TEXT PASSAGE:
%%

Now that we’ve got some interestingly filtered input, let’s add some delay.
To refresh your memory, here’s a simple example of the delay operator in gen~ in action:
The difference between these simple examples and what we’re doing in the frequency domain is is that we are setting the amount of delay by some number of spectral frames (that is, the collection of 512 samples that correspond to amplitude or phase data in your buffer~ object), and then performing the delay calculations on each frequency bin associated with that frame.
Each spectral frame contains 512 values in each of the four channels of the buffer~ object, two of which represent the amplitude of the sine wave associated with the bin, and two of which represent the phase of those sine waves.
In terms of our spectral delay, we can set a separate delay time for each of the bins using a second buffer~ object called delays.
To set our simple spectral delay up, we need to translate what we think of as delay time from seconds to an amount that corresponds to a spectral frame value (which should be an integer).
Once again, we use the third outlet of the fftin~ object (by way of in 3) to grab the current FFT bin index and use the peek operator to fetch the associated value from the delays buffer~ object. We multiply that value by the current sample rate (which is a constant we can use in gen~ as part of a calculation, and divide that by the spectral frame size (which we get from the fftinfo operator). The ceil operator (used to guarantee a minimum and a final multiplication by the spectral frame size (again, from the fftinfo operator) quantizes the delay value to the frame size, and that’s the value we use to delay amplitudes and phases per bin.
You may be wondering about the use of the vectorsize constant as an argument to the delay operator here. The value of the vectorsize in a pfft~ is the same as the FFT size, so a delay of that number of samples achieves a delay of exactly 1 spectral frame (It can be used a bit like a history operator, but one that operates at the spectral frame size) — it creates a frame delta operator that returns the difference between the current and previous frame (per bin).
The observant reader will also notice two more interesting details in this part of the patch, which I’ll briefly describe.
First, the delay operators are using the @interp none attribute. Turning off the interpolation for the delay operator (which, by default, performs linear interpolation) saves us some CPU, since we’re only ever going to be using integer values for indexing.

%%

ROWS:

%%

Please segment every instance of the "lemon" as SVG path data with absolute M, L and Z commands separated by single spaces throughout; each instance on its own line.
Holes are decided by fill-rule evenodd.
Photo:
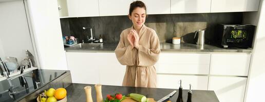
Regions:
M 50 88 L 46 92 L 46 95 L 48 97 L 53 97 L 54 95 L 55 90 L 53 88 Z
M 47 98 L 45 98 L 45 97 L 42 97 L 42 98 L 41 99 L 41 102 L 45 102 L 45 101 L 46 101 L 46 100 L 47 100 Z
M 53 96 L 49 97 L 47 99 L 46 102 L 56 102 L 57 101 L 57 99 Z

%%

Translate this sentence from the spectral delay text into Spanish: "In terms of our spectral delay, we can set a separate delay time for each of the bins using a second buffer~ object called delays."

TASK RESULT: En cuanto a nuestro retardo espectral, podemos establecer un tiempo de retardo distinto para cada uno de los bins usando un segundo objeto buffer~ llamado delays.